(Records from a collection)
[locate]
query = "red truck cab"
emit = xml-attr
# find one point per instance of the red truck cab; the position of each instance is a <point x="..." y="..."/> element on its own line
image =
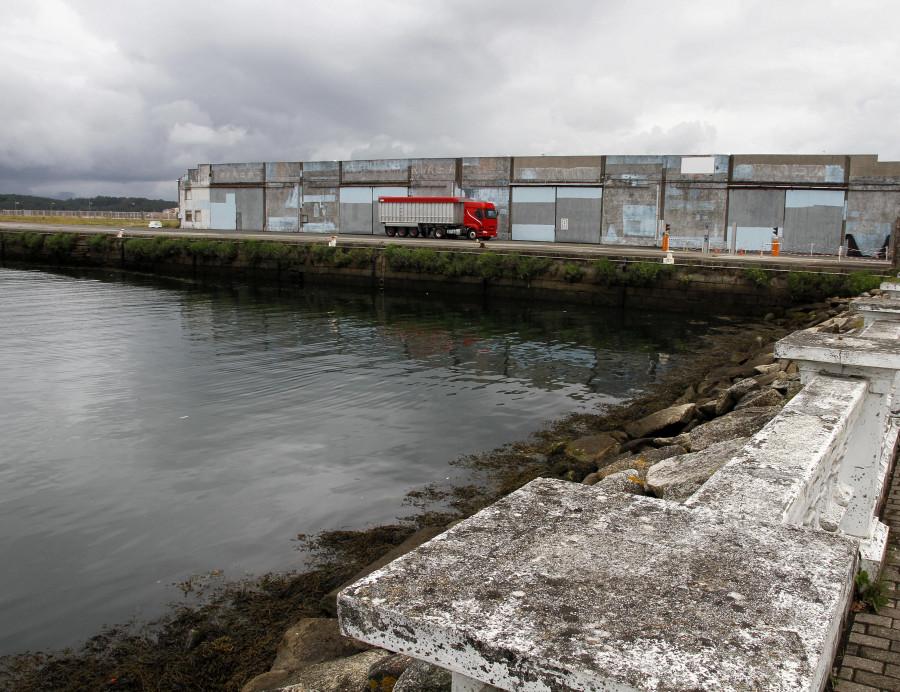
<point x="482" y="216"/>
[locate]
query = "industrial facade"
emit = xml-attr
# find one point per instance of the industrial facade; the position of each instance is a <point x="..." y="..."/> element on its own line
<point x="733" y="201"/>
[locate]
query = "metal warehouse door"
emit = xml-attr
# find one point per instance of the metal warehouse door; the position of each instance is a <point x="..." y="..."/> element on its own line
<point x="534" y="213"/>
<point x="358" y="208"/>
<point x="753" y="214"/>
<point x="578" y="214"/>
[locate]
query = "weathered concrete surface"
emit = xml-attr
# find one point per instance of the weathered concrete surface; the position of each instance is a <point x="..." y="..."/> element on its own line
<point x="741" y="423"/>
<point x="786" y="472"/>
<point x="562" y="587"/>
<point x="696" y="467"/>
<point x="328" y="604"/>
<point x="655" y="422"/>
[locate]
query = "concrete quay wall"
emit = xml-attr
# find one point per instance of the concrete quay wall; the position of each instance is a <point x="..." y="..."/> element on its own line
<point x="746" y="584"/>
<point x="627" y="281"/>
<point x="733" y="202"/>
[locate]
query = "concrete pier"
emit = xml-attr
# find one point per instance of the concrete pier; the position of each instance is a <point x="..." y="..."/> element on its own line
<point x="745" y="586"/>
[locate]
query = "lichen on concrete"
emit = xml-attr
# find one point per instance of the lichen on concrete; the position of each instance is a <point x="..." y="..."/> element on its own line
<point x="560" y="586"/>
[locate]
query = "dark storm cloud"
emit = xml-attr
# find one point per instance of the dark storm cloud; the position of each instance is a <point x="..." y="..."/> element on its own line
<point x="122" y="99"/>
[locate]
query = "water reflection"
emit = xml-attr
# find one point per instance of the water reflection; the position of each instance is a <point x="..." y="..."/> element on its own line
<point x="154" y="429"/>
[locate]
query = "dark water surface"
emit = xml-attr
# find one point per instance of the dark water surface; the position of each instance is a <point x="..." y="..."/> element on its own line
<point x="153" y="429"/>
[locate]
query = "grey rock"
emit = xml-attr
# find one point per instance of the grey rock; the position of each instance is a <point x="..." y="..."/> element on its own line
<point x="696" y="467"/>
<point x="768" y="397"/>
<point x="741" y="388"/>
<point x="383" y="674"/>
<point x="313" y="640"/>
<point x="653" y="456"/>
<point x="591" y="478"/>
<point x="682" y="440"/>
<point x="774" y="379"/>
<point x="627" y="481"/>
<point x="762" y="359"/>
<point x="342" y="675"/>
<point x="769" y="369"/>
<point x="743" y="423"/>
<point x="793" y="388"/>
<point x="628" y="461"/>
<point x="328" y="604"/>
<point x="679" y="492"/>
<point x="424" y="677"/>
<point x="672" y="416"/>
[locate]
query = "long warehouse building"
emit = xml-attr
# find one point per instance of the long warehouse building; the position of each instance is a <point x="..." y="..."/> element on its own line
<point x="814" y="204"/>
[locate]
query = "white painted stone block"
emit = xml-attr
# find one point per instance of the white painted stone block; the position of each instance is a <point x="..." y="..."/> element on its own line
<point x="559" y="586"/>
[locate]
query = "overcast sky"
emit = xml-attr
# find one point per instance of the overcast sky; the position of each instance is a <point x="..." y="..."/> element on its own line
<point x="121" y="98"/>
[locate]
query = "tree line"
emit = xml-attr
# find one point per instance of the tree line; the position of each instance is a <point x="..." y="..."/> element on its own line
<point x="100" y="203"/>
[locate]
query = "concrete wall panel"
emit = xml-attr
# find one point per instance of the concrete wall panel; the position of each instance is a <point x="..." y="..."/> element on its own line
<point x="756" y="208"/>
<point x="696" y="212"/>
<point x="251" y="209"/>
<point x="697" y="168"/>
<point x="325" y="174"/>
<point x="630" y="214"/>
<point x="237" y="174"/>
<point x="222" y="209"/>
<point x="868" y="169"/>
<point x="321" y="208"/>
<point x="380" y="171"/>
<point x="813" y="219"/>
<point x="533" y="213"/>
<point x="485" y="172"/>
<point x="558" y="169"/>
<point x="790" y="169"/>
<point x="579" y="214"/>
<point x="635" y="168"/>
<point x="283" y="207"/>
<point x="284" y="172"/>
<point x="870" y="217"/>
<point x="436" y="173"/>
<point x="359" y="205"/>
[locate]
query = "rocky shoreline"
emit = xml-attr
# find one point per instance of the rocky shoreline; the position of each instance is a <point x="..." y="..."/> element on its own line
<point x="668" y="453"/>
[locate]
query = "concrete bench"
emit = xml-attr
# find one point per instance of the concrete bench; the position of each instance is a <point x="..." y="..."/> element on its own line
<point x="565" y="587"/>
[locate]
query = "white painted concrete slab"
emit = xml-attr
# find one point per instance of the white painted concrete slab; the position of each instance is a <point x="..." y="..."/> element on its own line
<point x="562" y="587"/>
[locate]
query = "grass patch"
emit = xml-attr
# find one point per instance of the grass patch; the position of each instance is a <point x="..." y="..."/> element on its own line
<point x="757" y="276"/>
<point x="809" y="286"/>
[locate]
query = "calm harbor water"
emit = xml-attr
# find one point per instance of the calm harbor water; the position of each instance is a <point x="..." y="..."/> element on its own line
<point x="155" y="429"/>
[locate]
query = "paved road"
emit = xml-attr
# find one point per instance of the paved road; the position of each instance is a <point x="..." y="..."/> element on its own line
<point x="573" y="250"/>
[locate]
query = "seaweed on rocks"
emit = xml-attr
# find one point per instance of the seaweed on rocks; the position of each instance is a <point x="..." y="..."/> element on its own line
<point x="224" y="633"/>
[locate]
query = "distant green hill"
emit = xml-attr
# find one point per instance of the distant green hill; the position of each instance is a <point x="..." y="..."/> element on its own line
<point x="86" y="203"/>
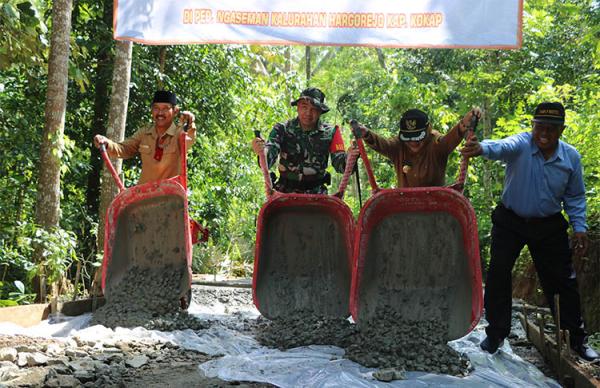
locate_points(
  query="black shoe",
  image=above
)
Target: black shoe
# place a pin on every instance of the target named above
(491, 344)
(586, 352)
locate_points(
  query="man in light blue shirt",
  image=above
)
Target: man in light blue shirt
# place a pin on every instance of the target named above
(543, 177)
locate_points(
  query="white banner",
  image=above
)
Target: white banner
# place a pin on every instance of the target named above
(491, 24)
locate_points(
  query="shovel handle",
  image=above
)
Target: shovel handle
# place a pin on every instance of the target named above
(464, 161)
(110, 167)
(262, 161)
(363, 154)
(350, 163)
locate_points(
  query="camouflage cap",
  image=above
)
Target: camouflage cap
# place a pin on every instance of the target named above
(315, 96)
(549, 112)
(413, 125)
(165, 96)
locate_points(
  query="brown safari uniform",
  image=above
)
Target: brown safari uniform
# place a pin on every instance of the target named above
(155, 166)
(427, 167)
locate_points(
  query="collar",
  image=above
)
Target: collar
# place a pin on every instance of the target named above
(320, 126)
(171, 131)
(559, 153)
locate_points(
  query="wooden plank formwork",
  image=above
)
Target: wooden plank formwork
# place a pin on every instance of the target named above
(559, 357)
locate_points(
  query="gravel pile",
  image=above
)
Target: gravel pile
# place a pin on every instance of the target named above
(305, 329)
(76, 363)
(386, 342)
(147, 298)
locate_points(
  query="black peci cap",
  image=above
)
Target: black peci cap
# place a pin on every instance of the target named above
(413, 125)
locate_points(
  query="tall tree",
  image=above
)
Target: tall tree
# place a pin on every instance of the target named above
(48, 188)
(117, 116)
(104, 58)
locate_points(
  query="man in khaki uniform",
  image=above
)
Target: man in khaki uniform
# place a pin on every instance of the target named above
(157, 144)
(419, 154)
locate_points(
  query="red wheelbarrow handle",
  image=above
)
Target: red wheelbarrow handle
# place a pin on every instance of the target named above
(363, 154)
(110, 167)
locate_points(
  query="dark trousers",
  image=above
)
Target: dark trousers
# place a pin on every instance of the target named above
(548, 243)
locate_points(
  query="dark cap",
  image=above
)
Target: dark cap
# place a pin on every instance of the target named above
(164, 96)
(549, 112)
(315, 96)
(413, 125)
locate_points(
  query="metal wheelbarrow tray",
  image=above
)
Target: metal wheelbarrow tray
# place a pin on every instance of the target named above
(303, 256)
(417, 253)
(303, 252)
(147, 229)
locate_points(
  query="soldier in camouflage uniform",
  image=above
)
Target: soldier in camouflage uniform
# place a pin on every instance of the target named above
(304, 145)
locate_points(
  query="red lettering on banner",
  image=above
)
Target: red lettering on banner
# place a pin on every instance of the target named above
(396, 20)
(247, 18)
(426, 20)
(188, 16)
(356, 20)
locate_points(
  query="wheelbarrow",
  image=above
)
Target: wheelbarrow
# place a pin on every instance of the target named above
(416, 253)
(147, 226)
(303, 252)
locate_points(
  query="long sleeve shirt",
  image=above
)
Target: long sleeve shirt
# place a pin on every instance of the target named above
(144, 142)
(305, 153)
(535, 187)
(427, 167)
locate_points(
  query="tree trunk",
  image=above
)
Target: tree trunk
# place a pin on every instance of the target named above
(381, 58)
(162, 60)
(307, 65)
(101, 98)
(117, 116)
(47, 213)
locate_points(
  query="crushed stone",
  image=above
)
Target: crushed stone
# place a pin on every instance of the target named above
(147, 298)
(386, 342)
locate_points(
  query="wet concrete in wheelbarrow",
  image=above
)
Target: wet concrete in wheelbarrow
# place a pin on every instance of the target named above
(304, 263)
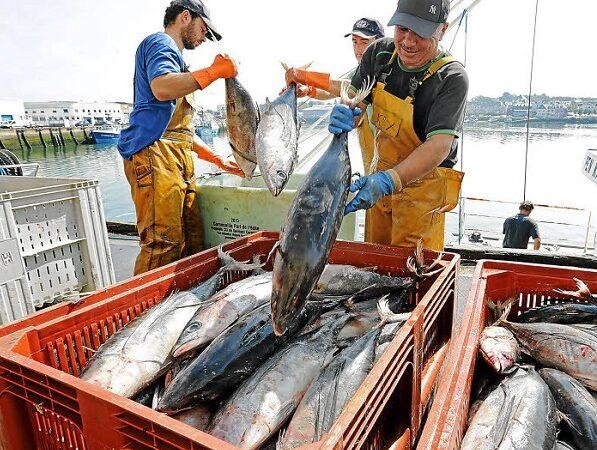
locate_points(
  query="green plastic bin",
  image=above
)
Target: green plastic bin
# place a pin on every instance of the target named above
(232, 207)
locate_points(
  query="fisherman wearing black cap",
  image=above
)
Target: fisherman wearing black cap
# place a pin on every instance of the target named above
(418, 105)
(519, 228)
(157, 145)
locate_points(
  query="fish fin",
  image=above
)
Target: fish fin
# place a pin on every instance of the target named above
(280, 439)
(273, 251)
(157, 394)
(387, 315)
(360, 95)
(257, 261)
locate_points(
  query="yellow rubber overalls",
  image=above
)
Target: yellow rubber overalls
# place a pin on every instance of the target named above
(416, 212)
(162, 180)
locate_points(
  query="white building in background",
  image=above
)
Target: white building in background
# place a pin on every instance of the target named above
(66, 113)
(12, 112)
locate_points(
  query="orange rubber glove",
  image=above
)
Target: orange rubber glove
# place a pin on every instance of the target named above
(303, 91)
(222, 67)
(206, 154)
(315, 79)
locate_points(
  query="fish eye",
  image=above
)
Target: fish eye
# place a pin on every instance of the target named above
(194, 326)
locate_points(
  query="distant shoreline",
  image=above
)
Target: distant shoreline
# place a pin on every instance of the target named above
(493, 120)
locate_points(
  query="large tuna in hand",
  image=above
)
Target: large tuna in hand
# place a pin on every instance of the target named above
(311, 228)
(242, 117)
(276, 141)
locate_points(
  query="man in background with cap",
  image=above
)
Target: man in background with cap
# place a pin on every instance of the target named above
(519, 228)
(418, 104)
(157, 145)
(320, 86)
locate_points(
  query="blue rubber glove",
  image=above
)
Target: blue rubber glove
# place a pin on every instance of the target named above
(342, 118)
(370, 189)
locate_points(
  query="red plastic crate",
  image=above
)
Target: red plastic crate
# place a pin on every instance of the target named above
(532, 285)
(43, 404)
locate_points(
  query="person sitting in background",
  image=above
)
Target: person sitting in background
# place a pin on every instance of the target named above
(519, 228)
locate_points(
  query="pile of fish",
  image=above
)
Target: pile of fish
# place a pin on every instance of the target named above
(542, 394)
(210, 356)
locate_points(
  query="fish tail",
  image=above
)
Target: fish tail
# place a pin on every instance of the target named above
(501, 311)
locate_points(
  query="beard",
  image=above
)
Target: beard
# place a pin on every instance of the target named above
(190, 39)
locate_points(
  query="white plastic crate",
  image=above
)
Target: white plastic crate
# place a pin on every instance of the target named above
(53, 242)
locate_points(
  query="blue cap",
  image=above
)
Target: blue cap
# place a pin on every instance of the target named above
(367, 28)
(198, 7)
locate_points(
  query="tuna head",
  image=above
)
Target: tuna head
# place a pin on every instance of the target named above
(284, 297)
(276, 141)
(242, 117)
(499, 348)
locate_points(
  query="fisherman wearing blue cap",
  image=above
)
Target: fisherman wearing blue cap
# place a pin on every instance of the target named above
(157, 145)
(418, 103)
(320, 86)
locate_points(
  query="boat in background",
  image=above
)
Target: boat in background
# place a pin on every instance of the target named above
(106, 134)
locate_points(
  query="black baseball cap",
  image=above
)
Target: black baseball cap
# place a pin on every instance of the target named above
(527, 206)
(367, 28)
(198, 7)
(421, 16)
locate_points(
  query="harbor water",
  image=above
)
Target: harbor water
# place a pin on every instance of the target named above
(493, 159)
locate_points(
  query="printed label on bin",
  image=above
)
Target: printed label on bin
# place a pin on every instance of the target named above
(11, 263)
(233, 229)
(590, 165)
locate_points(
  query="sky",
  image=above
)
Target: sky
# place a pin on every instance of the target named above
(84, 50)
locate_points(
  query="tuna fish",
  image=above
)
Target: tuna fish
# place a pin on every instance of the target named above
(564, 313)
(499, 348)
(570, 349)
(242, 118)
(244, 296)
(582, 292)
(264, 402)
(519, 414)
(226, 307)
(577, 404)
(276, 140)
(327, 395)
(197, 417)
(140, 352)
(340, 279)
(311, 228)
(231, 358)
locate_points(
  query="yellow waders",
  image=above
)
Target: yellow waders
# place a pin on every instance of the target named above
(417, 212)
(162, 180)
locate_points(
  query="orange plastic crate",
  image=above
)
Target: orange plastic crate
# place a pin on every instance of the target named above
(43, 404)
(532, 285)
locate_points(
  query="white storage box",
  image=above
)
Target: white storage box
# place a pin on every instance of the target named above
(53, 242)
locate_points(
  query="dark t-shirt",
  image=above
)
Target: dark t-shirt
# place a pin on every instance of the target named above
(439, 102)
(518, 229)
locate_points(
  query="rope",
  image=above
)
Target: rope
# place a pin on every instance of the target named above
(526, 154)
(461, 202)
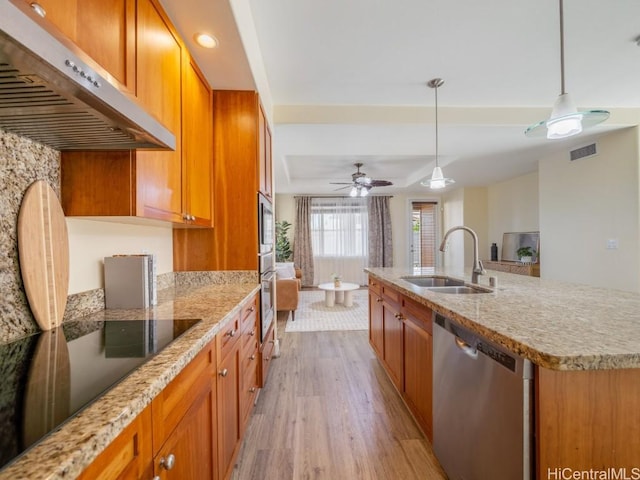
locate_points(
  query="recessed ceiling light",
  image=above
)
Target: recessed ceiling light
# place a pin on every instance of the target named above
(205, 40)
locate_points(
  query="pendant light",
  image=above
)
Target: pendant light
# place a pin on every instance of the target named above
(437, 179)
(565, 119)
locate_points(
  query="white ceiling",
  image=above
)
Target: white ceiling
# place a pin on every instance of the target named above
(346, 80)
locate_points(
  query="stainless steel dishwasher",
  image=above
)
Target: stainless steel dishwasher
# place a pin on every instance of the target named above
(482, 406)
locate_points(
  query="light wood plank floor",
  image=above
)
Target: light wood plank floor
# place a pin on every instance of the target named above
(329, 411)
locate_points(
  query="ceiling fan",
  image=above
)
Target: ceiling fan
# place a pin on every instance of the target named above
(360, 183)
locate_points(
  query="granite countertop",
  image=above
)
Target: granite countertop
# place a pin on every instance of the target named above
(556, 325)
(65, 452)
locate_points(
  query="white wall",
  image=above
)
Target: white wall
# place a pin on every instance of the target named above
(512, 207)
(90, 241)
(585, 203)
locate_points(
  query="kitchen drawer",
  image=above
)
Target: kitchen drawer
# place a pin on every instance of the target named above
(374, 285)
(420, 314)
(128, 456)
(391, 295)
(172, 403)
(228, 337)
(249, 315)
(248, 389)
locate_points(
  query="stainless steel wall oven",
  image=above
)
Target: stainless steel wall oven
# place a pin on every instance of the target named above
(266, 264)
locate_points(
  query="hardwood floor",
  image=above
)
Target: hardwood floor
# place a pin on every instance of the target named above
(329, 411)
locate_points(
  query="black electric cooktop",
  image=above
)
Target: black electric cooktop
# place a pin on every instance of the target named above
(49, 377)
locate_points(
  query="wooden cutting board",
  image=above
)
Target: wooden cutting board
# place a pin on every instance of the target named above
(43, 246)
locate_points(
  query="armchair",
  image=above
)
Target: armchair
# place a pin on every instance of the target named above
(288, 293)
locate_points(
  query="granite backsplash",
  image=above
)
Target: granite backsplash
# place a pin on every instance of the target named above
(22, 162)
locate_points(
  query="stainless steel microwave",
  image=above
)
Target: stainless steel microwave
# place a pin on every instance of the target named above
(266, 230)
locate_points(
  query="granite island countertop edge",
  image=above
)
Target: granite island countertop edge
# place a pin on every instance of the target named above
(72, 446)
(584, 347)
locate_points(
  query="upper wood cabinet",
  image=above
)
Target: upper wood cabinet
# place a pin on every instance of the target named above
(233, 242)
(159, 173)
(197, 145)
(103, 29)
(173, 186)
(264, 155)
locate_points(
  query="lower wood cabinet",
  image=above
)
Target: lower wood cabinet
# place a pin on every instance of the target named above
(400, 333)
(266, 354)
(184, 423)
(376, 322)
(228, 395)
(128, 456)
(193, 429)
(418, 362)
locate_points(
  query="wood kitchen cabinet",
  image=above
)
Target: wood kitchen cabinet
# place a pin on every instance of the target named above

> _Task statement_:
Copy every line of the data that carries the word "orange".

> _Result_:
  query="orange rubber glove",
Target: orange rubber glove
  query="orange plastic crate",
Target: orange plastic crate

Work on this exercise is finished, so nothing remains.